[Start of DOCUMENT EXCERPT]

It was 1335, police talk for 1:30 in the afternoon. I didn’t plan on encountering any policemen today until I saw it. It was the familiar work of design genius: the cart of a homeless man on the street that I’ve seen numerous times but have neglected to ask for the owner’s name. This man, who my friends and I call Mr. M, converted a shopping cart into a dwelling. It was supped out with a tarp as a tent cover, small bed for comfort, the equivalent of saddle bags to contain his daily findings. It was a simple place, but it was his. I’ve always adored his work. He had captured his own sort of dignity and place.
Today I was scooting down the road on my way to run the everyday errands. I was unexpectedly torn in two. No, not from a wreck on my beautiful new scooter, but emotionally from what I was about to witness.
An L.A. front-loader sanitation truck was pulled up to this aforementioned cart. The two men standing aside the cart went to work tearing off all of its appendages, pulling out its innards, and emptying its soul. I felt like I was watching a murder, paralyzed on the outside, screaming on the inside.
Questions were flooding my mind:
Did they even know what they were doing? Did they care about Mr. M? What would happen if he came passing by? Do they realize they are tearing apart and discarding the entire earthly possessions of one man? The hardest question that broke my paralysis was, “What am I going to do?”
I knew I would be forever retelling a story of cowardice and apathy if I kept on my way to the post office. Was it my right to step in? The question came back again…
I parked the scooter and started walking…
At this point I saw a police car pull up. As I was crossing the street, the officer exited the car with intention, calling out to me to leave them alone. I wonder what he thought I was going to do. My emotions flared. For some mysterious reason I was taking this personally. I didn’t know I was showing it, but that cop must have seen it in my gait. I decided to walk over to the police. My assumption was that they were somehow mistaken, so I quickly informed the officer that the large cart was a man’s home. His response: “It’s an abandoned cart.”

[End of DOCUMENT EXCERPT]

### GOAL A
Reproduce the records verbatim, starting at the line that contains "object | leafy greens" and ending with the final line of the records, both ends included.
The narrative and the records come from separate, unrelated sources.

[Start of INPUT DATA]

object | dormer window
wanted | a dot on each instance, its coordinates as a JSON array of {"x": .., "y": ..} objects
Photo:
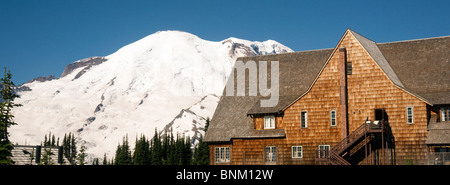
[{"x": 269, "y": 122}]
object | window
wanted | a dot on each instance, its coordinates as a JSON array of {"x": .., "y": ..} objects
[
  {"x": 297, "y": 152},
  {"x": 269, "y": 122},
  {"x": 409, "y": 115},
  {"x": 304, "y": 119},
  {"x": 349, "y": 68},
  {"x": 222, "y": 154},
  {"x": 271, "y": 154},
  {"x": 333, "y": 118},
  {"x": 445, "y": 114},
  {"x": 323, "y": 151}
]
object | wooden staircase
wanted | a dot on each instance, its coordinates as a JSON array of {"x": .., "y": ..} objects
[{"x": 351, "y": 144}]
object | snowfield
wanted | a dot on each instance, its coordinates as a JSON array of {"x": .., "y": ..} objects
[{"x": 167, "y": 80}]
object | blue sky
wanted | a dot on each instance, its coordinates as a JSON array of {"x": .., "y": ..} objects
[{"x": 39, "y": 38}]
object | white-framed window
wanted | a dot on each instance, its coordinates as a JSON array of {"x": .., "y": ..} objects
[
  {"x": 445, "y": 114},
  {"x": 333, "y": 118},
  {"x": 409, "y": 115},
  {"x": 269, "y": 122},
  {"x": 271, "y": 153},
  {"x": 297, "y": 152},
  {"x": 323, "y": 151},
  {"x": 222, "y": 154},
  {"x": 304, "y": 119}
]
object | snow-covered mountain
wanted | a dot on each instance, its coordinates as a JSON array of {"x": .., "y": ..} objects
[{"x": 170, "y": 79}]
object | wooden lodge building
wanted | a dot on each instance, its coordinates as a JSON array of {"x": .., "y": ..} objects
[{"x": 360, "y": 102}]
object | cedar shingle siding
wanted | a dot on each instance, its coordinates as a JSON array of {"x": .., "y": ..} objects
[{"x": 387, "y": 76}]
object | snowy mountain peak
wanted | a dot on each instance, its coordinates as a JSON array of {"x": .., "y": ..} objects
[{"x": 169, "y": 79}]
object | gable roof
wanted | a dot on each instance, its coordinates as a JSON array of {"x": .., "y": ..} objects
[
  {"x": 419, "y": 67},
  {"x": 231, "y": 120}
]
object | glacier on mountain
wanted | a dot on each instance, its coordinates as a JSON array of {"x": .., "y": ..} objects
[{"x": 167, "y": 80}]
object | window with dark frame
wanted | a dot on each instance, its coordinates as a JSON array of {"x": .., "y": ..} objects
[
  {"x": 304, "y": 119},
  {"x": 333, "y": 118},
  {"x": 271, "y": 153},
  {"x": 297, "y": 152},
  {"x": 269, "y": 122},
  {"x": 222, "y": 154},
  {"x": 445, "y": 114},
  {"x": 409, "y": 115}
]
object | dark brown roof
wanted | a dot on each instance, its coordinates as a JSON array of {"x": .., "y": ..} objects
[
  {"x": 297, "y": 72},
  {"x": 423, "y": 66},
  {"x": 420, "y": 67}
]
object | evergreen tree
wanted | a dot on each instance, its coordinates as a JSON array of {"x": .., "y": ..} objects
[
  {"x": 141, "y": 154},
  {"x": 105, "y": 161},
  {"x": 201, "y": 151},
  {"x": 123, "y": 154},
  {"x": 7, "y": 97},
  {"x": 69, "y": 148},
  {"x": 73, "y": 150},
  {"x": 157, "y": 152},
  {"x": 81, "y": 158}
]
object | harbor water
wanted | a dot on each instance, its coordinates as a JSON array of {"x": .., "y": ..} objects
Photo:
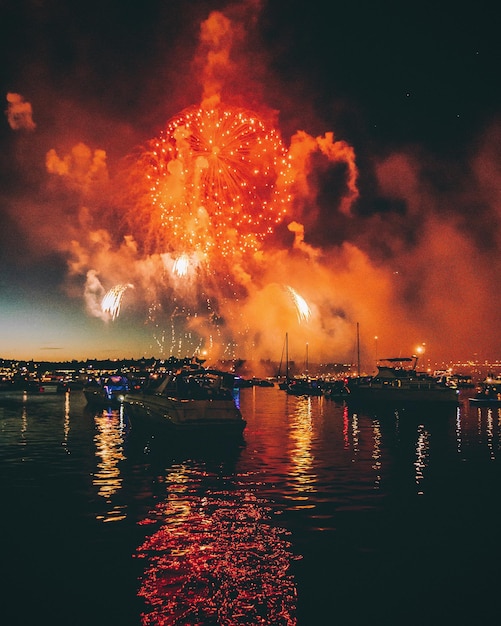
[{"x": 318, "y": 516}]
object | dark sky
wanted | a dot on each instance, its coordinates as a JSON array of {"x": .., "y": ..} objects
[{"x": 412, "y": 90}]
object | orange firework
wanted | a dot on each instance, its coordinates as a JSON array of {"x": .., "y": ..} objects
[
  {"x": 217, "y": 182},
  {"x": 113, "y": 299}
]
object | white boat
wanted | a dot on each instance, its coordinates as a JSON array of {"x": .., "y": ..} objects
[
  {"x": 192, "y": 399},
  {"x": 488, "y": 391},
  {"x": 106, "y": 391},
  {"x": 397, "y": 384}
]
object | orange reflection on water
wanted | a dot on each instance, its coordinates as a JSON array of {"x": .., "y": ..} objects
[
  {"x": 422, "y": 455},
  {"x": 215, "y": 559},
  {"x": 301, "y": 457},
  {"x": 376, "y": 453},
  {"x": 109, "y": 442}
]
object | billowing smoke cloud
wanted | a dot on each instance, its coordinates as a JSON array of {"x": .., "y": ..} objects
[
  {"x": 408, "y": 270},
  {"x": 19, "y": 113}
]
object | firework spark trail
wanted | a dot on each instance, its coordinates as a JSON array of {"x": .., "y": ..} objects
[
  {"x": 302, "y": 308},
  {"x": 113, "y": 299}
]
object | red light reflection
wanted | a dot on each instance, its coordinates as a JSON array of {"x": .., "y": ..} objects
[{"x": 216, "y": 560}]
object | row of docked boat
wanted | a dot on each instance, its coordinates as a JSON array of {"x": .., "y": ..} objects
[
  {"x": 192, "y": 398},
  {"x": 187, "y": 398}
]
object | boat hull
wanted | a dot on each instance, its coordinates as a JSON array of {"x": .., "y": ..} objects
[
  {"x": 204, "y": 416},
  {"x": 402, "y": 397}
]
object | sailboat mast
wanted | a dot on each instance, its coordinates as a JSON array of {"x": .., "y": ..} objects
[
  {"x": 358, "y": 349},
  {"x": 287, "y": 357}
]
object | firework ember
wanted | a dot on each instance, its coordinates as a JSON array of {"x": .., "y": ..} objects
[
  {"x": 217, "y": 182},
  {"x": 113, "y": 299}
]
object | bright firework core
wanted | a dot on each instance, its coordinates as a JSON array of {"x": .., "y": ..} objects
[{"x": 218, "y": 182}]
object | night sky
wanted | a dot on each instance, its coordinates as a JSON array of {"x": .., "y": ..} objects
[{"x": 390, "y": 113}]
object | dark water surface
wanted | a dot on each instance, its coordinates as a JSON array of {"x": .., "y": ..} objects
[{"x": 320, "y": 516}]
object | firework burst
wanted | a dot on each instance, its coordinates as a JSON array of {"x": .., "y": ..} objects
[
  {"x": 113, "y": 299},
  {"x": 216, "y": 182}
]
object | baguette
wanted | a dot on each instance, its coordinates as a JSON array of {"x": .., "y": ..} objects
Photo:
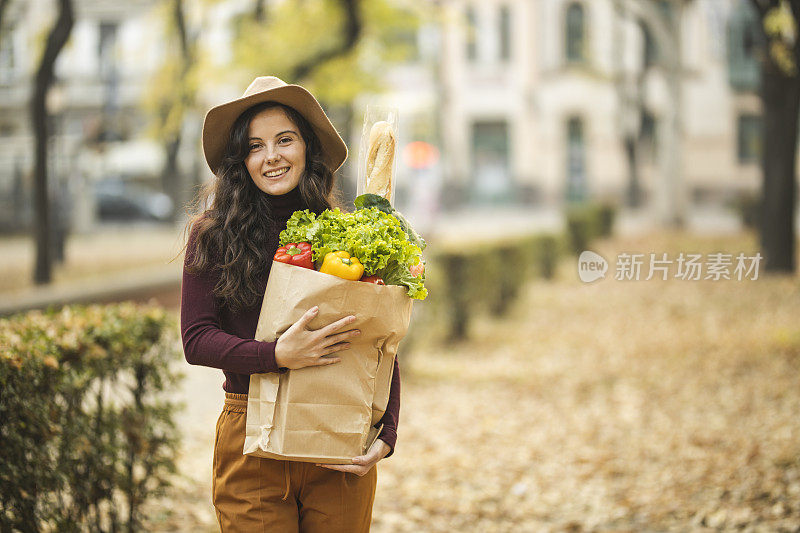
[{"x": 380, "y": 159}]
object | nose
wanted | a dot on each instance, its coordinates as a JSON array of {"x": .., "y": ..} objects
[{"x": 272, "y": 154}]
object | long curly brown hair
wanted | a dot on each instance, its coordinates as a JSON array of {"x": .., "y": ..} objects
[{"x": 233, "y": 218}]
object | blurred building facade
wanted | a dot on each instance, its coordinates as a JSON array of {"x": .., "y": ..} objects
[
  {"x": 539, "y": 95},
  {"x": 527, "y": 101}
]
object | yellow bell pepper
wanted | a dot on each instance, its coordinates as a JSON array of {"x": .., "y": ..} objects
[{"x": 342, "y": 265}]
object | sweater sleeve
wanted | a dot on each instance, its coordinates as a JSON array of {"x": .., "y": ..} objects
[
  {"x": 390, "y": 418},
  {"x": 204, "y": 341}
]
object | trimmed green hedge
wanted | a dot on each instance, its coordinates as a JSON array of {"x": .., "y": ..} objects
[
  {"x": 481, "y": 277},
  {"x": 88, "y": 433},
  {"x": 587, "y": 222},
  {"x": 469, "y": 278}
]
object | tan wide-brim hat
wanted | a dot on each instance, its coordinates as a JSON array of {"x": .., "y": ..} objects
[{"x": 219, "y": 120}]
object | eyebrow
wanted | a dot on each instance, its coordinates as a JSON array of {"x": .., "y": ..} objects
[{"x": 276, "y": 135}]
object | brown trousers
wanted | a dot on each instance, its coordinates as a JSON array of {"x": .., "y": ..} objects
[{"x": 254, "y": 494}]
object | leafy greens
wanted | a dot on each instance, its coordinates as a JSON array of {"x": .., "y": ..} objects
[{"x": 380, "y": 240}]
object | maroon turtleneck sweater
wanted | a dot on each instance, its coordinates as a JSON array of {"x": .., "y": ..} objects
[{"x": 214, "y": 336}]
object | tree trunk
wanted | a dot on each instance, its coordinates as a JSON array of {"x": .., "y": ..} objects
[
  {"x": 171, "y": 177},
  {"x": 634, "y": 187},
  {"x": 44, "y": 79},
  {"x": 781, "y": 100},
  {"x": 351, "y": 33}
]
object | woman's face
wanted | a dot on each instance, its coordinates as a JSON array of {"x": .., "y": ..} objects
[{"x": 277, "y": 157}]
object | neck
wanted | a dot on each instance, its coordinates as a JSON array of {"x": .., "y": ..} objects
[{"x": 286, "y": 204}]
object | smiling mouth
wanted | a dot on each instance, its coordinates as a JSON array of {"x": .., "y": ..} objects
[{"x": 276, "y": 173}]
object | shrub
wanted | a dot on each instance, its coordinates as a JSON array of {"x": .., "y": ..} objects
[
  {"x": 88, "y": 433},
  {"x": 587, "y": 222},
  {"x": 483, "y": 277}
]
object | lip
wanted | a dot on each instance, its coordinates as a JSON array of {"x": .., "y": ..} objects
[{"x": 274, "y": 169}]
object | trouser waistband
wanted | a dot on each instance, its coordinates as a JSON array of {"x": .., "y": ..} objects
[{"x": 235, "y": 402}]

[End of INPUT DATA]

### GOAL B
In the narrative about the homeless man's cart, what did the police officer call the cart?

### TASK SOLUTION A
object | leafy greens
wanted | a dot on each instance, its coordinates as a JSON array of {"x": .., "y": ..} objects
[{"x": 380, "y": 240}]
object | maroon turtleneck sweater
wanted | a dot on each instance, its coordinates as a JSON array of {"x": .., "y": ..} objects
[{"x": 214, "y": 336}]
object | tree trunk
wanted | a dot on each instance, its coordinates as a JSON array of {"x": .., "y": ..} objects
[
  {"x": 171, "y": 177},
  {"x": 634, "y": 187},
  {"x": 44, "y": 79},
  {"x": 781, "y": 100},
  {"x": 351, "y": 33}
]
object | woman's face
wanted | a dot on each instance, its coordinates as a JSON array of {"x": .., "y": ..} objects
[{"x": 277, "y": 157}]
object | neck
wanted | a dot on each instance, its coordinates as a JSON array of {"x": .., "y": ..} objects
[{"x": 286, "y": 204}]
object | smiling mouth
wanted | a dot on each instance, its coordinates as a JSON array of {"x": .., "y": ..} objects
[{"x": 276, "y": 173}]
object | shrub
wanted | a dot on each instance, its coordinates as a JSON array of {"x": .., "y": ..} objects
[
  {"x": 88, "y": 433},
  {"x": 587, "y": 222},
  {"x": 483, "y": 277}
]
object | lip
wanted | a dot on each instance, its coordinates as a JSON array of {"x": .., "y": ..} objects
[{"x": 274, "y": 169}]
object | trouser waistband
wanted | a dot on each instance, its coordinates as a JSON array of {"x": .., "y": ..} objects
[{"x": 235, "y": 402}]

### TASK SOLUTION B
An abandoned cart.